Return the lines of the data below in which the string "instance" occurs.

*TASK MATERIAL:*
────────────────────

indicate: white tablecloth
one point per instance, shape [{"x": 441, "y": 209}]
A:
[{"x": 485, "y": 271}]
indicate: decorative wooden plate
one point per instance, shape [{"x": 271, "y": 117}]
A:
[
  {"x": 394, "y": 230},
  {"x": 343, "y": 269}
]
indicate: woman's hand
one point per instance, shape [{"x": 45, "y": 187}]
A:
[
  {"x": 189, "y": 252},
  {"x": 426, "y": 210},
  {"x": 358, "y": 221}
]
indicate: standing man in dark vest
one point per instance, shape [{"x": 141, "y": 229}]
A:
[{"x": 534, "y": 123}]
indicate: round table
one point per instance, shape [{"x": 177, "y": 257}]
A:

────────────────────

*RESULT OF THIS TASK:*
one point per instance, shape [{"x": 441, "y": 209}]
one point per instance, shape [{"x": 271, "y": 117}]
one point per instance, shape [{"x": 45, "y": 187}]
one point per instance, shape [{"x": 141, "y": 229}]
one point per instance, shape [{"x": 177, "y": 257}]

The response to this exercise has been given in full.